Sur le moyen d'annulation retenu par le tribunal administratif d'Amiens :

5. Il appartient au juge du plein contentieux des installations classées pour la protection de l'environnement d'apprécier le respect des règles de procédure régissant la demande d'autorisation au regard des circonstances de fait et de droit en vigueur à la date de délivrance de l'autorisation et celui des règles de fond régissant l'installation au regard des circonstances de fait et de droit en vigueur à la date à laquelle il se prononce. Les obligations relatives à la composition du dossier de demande d'autorisation d'une installation classée relèvent des règles de procédure. Les inexactitudes, omissions ou insuffisances affectant ce dossier ne sont susceptibles de vicier la procédure et ainsi d'entacher d'irrégularité l'autorisation que si elles ont eu pour effet de nuire à l'information complète de la population ou si elles ont été de nature à exercer une influence sur la décision de l'autorité administrative. En outre, eu égard à son office, le juge du plein contentieux des installations classées peut prendre en compte la circonstance, appréciée à la date à laquelle il statue, que de telles irrégularités ont été régularisées, sous réserve qu'elles n'aient pas eu pour effet de nuire à l'information complète de la population.
◆ ◆ ◆ ◆ ◆ ◆ ◆
--- Consigne A ---
Résumez sous forme de liste le paragraphe du texte sur les installations classées qui commence par « Il appartient au juge », en gardant ses faits principaux.
--- Consigne B ---
D'après le texte sur les installations classées, de quelle catégorie de règles relèvent les obligations relatives à la composition du dossier de demande d'autorisation ?
--- Consigne C ---
Reprenez le texte sur les installations classées à la suite de sa dernière phrase.

--- Extrait des données ---
◆ ◆ ◆ ◆ ◆ ◆ ◆
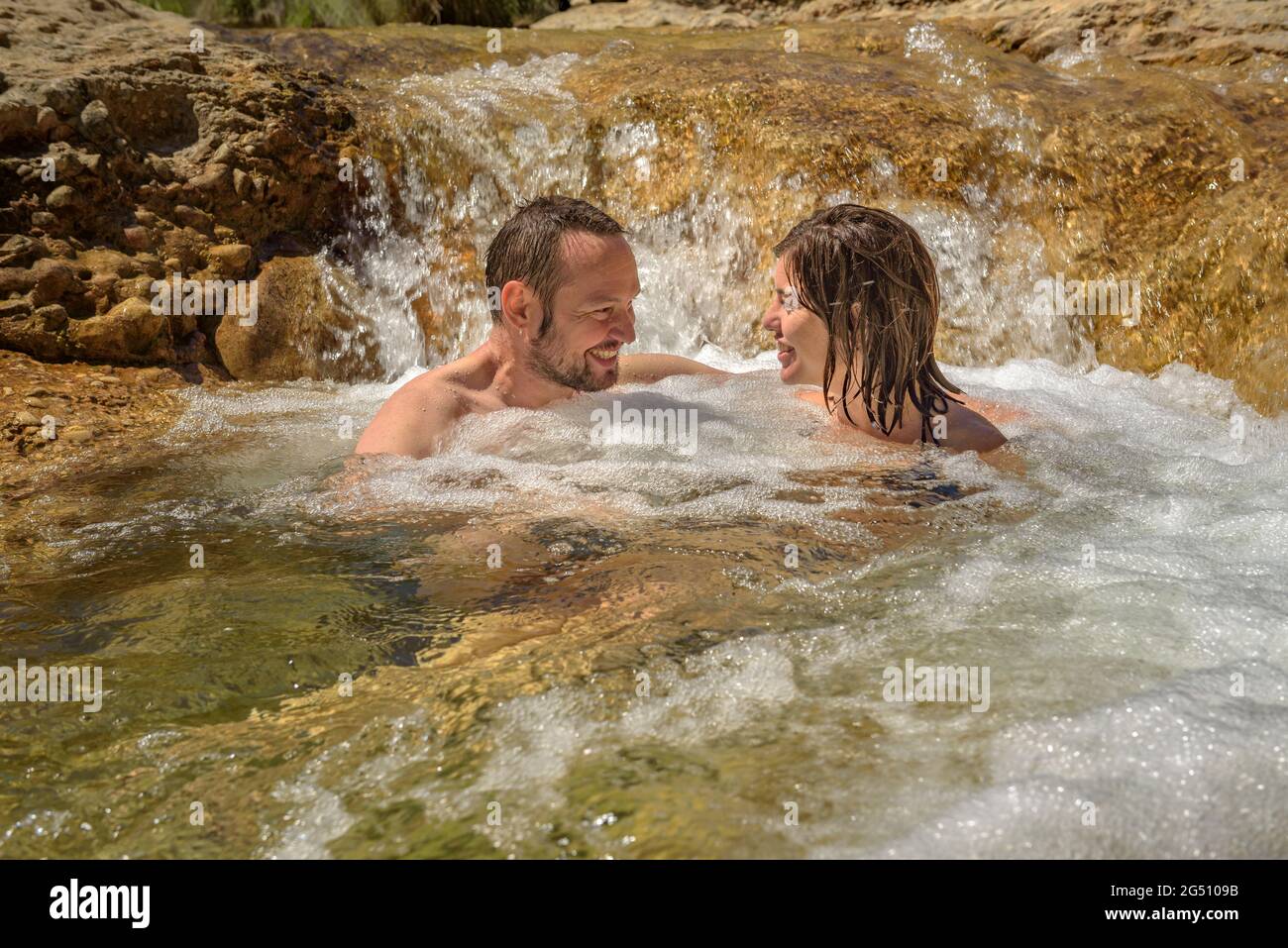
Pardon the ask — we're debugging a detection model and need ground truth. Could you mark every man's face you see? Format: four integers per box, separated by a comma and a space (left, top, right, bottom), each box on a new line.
528, 233, 640, 391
◆ ◆ ◆ ◆ ◆ ◆ ◆
--- Réponse A ---
- Le juge du plein contentieux des installations classées apprécie les règles de procédure selon les circonstances de fait et de droit à la date de délivrance de l'autorisation.
- Il apprécie les règles de fond selon les circonstances à la date à laquelle il se prononce.
- La composition du dossier de demande d'autorisation relève des règles de procédure.
- Les inexactitudes, omissions ou insuffisances du dossier ne vicient la procédure que si elles ont nui à l'information complète de la population ou ont pu influencer la décision de l'autorité administrative.
- Le juge peut tenir compte d'une régularisation de ces irrégularités, appréciée à la date où il statue, à condition qu'elles n'aient pas nui à l'information complète de la population.

--- Réponse B ---
Elles relèvent des règles de procédure.

--- Réponse C ---
6. La directive 2011/92/UE du Parlement européen et du Conseil du 13 décembre 2011 concernant l'évaluation des incidences de certains projets publics et privés sur l'environnement vise à ce que l'autorisation de réaliser de tels projets ne soit accordée qu'après une évaluation des incidences notables sur l'environnement, réalisée sur la base d'informations appropriées. A cette fin, elle prévoit notamment, à son article 6 paragraphe 1, que : " Les Etats membres prennent les mesures nécessaires pour que les autorités susceptibles d'être concernées par le projet, en raison de leurs responsabilités spécifiques en matière d'environnement, aient la possibilité de donner leur avis sur les informations fournies par le maître d'ouvrage et sur la demande d'autorisation. A cet effet, les Etats membres désignent les autorités à consulter, d'une manière générale ou cas par cas. Celles-ci reçoivent les informations recueillies en vertu de l'article 5. Les modalités de cette consultation sont fixées par les Etats membres ".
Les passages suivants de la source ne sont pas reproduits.